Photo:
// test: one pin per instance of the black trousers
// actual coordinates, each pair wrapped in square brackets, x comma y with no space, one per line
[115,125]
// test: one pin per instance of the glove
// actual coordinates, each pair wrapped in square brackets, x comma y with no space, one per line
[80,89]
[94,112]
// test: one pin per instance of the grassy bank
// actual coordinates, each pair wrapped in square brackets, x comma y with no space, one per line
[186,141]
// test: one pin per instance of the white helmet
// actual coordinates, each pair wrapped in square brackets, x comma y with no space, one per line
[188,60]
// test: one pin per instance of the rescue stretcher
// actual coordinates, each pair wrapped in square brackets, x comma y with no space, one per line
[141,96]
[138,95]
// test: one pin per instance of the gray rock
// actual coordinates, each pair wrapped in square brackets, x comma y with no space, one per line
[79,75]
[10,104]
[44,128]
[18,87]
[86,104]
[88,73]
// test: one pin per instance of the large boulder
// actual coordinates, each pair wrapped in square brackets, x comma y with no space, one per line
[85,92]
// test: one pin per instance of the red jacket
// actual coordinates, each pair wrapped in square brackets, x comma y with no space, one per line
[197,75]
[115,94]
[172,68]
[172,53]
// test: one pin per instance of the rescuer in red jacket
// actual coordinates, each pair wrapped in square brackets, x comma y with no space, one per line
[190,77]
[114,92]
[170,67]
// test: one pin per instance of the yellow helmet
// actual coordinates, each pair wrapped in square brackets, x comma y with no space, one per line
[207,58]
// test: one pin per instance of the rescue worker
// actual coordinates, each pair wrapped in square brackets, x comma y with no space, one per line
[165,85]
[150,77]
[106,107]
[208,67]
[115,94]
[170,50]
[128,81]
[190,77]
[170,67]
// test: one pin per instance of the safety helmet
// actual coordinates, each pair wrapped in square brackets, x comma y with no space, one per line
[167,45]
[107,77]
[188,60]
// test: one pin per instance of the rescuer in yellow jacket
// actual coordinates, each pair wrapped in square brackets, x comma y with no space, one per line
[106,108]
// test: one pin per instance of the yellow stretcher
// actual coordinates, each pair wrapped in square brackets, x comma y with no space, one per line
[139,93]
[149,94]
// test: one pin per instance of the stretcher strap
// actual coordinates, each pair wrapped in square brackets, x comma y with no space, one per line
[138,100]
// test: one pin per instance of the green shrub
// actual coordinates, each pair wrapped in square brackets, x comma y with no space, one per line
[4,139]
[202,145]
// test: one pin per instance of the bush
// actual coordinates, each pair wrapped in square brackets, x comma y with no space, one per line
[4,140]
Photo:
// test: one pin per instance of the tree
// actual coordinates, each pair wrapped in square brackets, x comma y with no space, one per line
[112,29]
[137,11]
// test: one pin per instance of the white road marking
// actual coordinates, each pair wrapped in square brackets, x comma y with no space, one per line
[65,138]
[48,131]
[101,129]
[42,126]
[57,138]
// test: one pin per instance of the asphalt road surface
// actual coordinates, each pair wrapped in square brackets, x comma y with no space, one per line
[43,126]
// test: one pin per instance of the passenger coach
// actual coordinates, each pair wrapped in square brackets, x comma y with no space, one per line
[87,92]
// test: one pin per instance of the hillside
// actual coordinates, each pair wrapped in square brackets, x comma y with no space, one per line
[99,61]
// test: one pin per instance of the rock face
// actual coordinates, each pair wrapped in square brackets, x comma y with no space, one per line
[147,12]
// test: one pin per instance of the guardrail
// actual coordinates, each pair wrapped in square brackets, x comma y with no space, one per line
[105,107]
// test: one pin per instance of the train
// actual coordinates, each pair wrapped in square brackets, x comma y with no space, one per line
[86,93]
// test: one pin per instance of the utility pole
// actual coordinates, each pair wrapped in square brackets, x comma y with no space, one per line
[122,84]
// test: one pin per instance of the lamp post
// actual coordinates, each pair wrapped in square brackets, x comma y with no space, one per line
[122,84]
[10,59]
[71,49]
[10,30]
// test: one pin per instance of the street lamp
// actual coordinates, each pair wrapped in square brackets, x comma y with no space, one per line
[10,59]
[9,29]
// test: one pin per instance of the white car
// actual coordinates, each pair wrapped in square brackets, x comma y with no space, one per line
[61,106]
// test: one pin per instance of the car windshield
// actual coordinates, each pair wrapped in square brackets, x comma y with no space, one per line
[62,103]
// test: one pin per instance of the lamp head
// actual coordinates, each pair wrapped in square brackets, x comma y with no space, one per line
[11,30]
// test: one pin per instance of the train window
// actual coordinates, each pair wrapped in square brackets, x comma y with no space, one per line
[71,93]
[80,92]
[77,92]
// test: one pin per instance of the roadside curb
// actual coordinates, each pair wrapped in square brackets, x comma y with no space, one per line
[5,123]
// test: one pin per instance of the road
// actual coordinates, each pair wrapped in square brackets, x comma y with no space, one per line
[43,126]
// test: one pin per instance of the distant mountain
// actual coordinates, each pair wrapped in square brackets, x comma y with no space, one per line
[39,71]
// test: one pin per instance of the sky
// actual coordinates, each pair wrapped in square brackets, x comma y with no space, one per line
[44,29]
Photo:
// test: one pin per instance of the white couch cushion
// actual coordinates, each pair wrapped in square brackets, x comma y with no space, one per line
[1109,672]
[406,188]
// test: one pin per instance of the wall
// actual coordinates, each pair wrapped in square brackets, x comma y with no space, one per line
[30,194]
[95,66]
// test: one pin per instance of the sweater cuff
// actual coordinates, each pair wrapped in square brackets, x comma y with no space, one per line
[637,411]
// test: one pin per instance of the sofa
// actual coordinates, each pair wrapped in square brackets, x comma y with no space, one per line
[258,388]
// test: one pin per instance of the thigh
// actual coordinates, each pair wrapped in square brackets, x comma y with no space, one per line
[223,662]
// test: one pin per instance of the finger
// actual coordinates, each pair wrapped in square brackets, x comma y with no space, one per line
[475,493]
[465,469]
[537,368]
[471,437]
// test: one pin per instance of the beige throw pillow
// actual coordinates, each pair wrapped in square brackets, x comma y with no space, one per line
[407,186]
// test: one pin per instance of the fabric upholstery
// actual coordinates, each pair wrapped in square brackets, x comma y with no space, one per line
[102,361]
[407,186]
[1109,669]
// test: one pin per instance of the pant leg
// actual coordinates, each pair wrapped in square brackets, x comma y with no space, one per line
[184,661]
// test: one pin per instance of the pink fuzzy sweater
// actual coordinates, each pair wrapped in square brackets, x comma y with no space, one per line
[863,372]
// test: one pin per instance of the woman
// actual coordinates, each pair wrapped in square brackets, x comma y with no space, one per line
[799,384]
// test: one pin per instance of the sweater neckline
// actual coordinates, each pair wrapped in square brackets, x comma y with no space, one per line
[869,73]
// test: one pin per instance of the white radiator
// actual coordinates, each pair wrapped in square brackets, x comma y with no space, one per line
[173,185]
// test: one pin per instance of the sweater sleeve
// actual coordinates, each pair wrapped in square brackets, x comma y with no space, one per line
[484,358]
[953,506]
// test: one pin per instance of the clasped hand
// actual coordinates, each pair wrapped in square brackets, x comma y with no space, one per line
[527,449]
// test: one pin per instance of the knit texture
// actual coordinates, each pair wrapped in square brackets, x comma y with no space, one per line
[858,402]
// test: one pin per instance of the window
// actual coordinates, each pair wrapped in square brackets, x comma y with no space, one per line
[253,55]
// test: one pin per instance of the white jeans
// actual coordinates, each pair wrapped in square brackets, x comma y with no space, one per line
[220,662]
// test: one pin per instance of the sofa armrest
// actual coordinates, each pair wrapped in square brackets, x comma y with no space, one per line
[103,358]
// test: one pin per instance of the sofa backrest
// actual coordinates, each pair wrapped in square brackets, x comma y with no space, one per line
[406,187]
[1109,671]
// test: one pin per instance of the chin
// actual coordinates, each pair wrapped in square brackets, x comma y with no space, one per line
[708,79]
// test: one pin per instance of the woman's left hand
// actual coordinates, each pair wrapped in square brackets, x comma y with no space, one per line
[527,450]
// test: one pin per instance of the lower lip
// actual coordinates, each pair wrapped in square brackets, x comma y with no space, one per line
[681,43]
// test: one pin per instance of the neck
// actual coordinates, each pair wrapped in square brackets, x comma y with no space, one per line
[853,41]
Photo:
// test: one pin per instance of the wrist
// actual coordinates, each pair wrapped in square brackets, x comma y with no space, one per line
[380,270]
——
» **WHAT TO PRODUCE**: Please give back only the records starting at the line containing "the sweater neckline" and ending at the final line of the records, swapping "sofa" for "couch" and leaving everything else unchanged.

» **RESPONSE FOR THIS EXERCISE**:
// test: one pin per instance of the sweater neckline
// actual coordinates, each pair wrapped in square brackets, x comma y with no space, one per line
[869,73]
// test: one pin per instance of the white radiator
// actual coordinates, each pair wrapped in square brackets, x comma y with no space, one per line
[173,185]
// test: one pin per instance of the sweater sleeve
// actual coordinates, each pair wrapped in square brackets, x comma y with no space, one per line
[484,358]
[953,506]
// test: one pin per instance of the clasped hand
// actual coordinates, each pair wrapped in square brackets, x comma y with no space, one per line
[527,449]
// test: one pin per instance of the knit texture
// actual coordinates, each pair wrapped in square brackets, x comma y with no space, one per line
[858,402]
// test: one pin per instance of the window
// actual coordinates, each pair wrapped in square brackets, x comma y with no space, one per line
[253,55]
// test: one pin per instance of the white jeans
// actual coordinates, each pair wrapped in square brackets, x comma y with no space, one per line
[220,662]
// test: one pin per instance of the couch armrest
// actual coordinates, each pair wrapped in square brackets, x comma y with no space, one per line
[103,358]
// test: one pin per instance of the couch backrest
// actual coordinates, each pair wrapped in square brackets, x comma y with no space, one per line
[406,187]
[1109,671]
// test: one pin per instance of the chin
// actual coordinates, each pair wrapped in square brackets, x comma y with no space, one per line
[708,79]
// test: one pin per instance of the woman's left hand
// actual coordinates, each pair wrapped in square brackets, x comma y with no space, one per line
[527,450]
// test: one pin per instance of the lower lip
// actual coordinates, each pair wrapped in square brackets, x comma y with no space, one per line
[681,43]
// test: one pin per instance of the neck
// actual coordinates, each pair wrapped in square brackets, x comma y with no space, one per line
[853,41]
Photo:
// test: one pin per instance of the wrist
// actual coordinates, each pair wrapped in square brackets, x comma y with no space, one per line
[380,270]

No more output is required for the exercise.